__Supplied passage__:
§ §

As I tried to analyze why I had this recurring dream again - indeed, why I keep having this same lost/stolen purse dream - I thought about what I had been doing the day before. We had gone to a granddaughter's home for a surprise birthday party for her step-mom. I had my purse with me which I quit carrying on a regular basis just because I had been having those dreams about losing it. It was going to be a good time made even better because I would get to see great-granddaughter Lily whom I hadn't seen for six months.


One of the analyses of a lost purse dream is the fear that you've lost or are in danger of losing your identity. When I applied that to my feelings about seeing my grandchildren and two of the great-grandchildren the day before, I began to see what my dream meant: There was a time in my life when those grandkids were little that I was a very important part of their lives. Now that they are grown with families, jobs and responsibilities of their own, I am not a big part of their lives any more. And those little ones - the great grandchildren, Lily and Rodney, Ridge and the expected new one - I will be even less a part of their lives.


I will be a picture they look at and wonder who the old woman in the photo with them is. No wonder I had another recurring dream about losing my identity. I am afraid of not being someone memorable in their lives.


The recurring dreams about losing my purse prompted me to quit carrying it, instead putting my driver's license, debit card, medical cards and one credit card in this little 3"x 4" coin purse which I can slip in my pocket and am less likely to lose. (Ironically I did really lose this a couple weeks ago but luckily found it on the floor of my car after a tense half-hour of searching.)

§ §

__Work required__:
Name every item that the purse-dream passage says now goes into the small coin purse.

Stored dataset entries

§ §

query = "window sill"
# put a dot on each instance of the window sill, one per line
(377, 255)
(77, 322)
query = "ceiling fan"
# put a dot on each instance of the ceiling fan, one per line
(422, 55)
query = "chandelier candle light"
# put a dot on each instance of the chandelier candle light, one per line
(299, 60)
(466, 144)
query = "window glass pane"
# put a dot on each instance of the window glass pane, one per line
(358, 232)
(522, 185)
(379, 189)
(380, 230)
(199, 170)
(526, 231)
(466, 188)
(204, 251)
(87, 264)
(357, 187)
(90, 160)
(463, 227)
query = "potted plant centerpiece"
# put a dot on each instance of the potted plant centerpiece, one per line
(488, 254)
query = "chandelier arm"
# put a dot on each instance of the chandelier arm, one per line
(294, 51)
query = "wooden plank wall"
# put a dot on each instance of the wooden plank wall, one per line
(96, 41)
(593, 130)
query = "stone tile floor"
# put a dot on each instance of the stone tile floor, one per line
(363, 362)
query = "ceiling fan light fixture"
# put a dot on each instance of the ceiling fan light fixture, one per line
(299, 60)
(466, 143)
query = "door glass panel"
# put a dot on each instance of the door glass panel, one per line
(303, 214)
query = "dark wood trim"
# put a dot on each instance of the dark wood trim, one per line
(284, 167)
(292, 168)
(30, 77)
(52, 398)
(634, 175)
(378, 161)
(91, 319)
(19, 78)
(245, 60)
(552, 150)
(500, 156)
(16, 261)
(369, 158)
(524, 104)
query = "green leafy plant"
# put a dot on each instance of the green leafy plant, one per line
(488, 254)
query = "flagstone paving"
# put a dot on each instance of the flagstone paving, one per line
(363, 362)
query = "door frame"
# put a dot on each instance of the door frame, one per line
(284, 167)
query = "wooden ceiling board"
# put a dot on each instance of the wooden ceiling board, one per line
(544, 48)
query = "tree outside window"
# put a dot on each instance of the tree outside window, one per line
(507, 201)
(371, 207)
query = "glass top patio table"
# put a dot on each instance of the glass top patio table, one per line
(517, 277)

§ §

__Answer for this exercise__:
Driver's license, debit card, medical cards, and one credit card.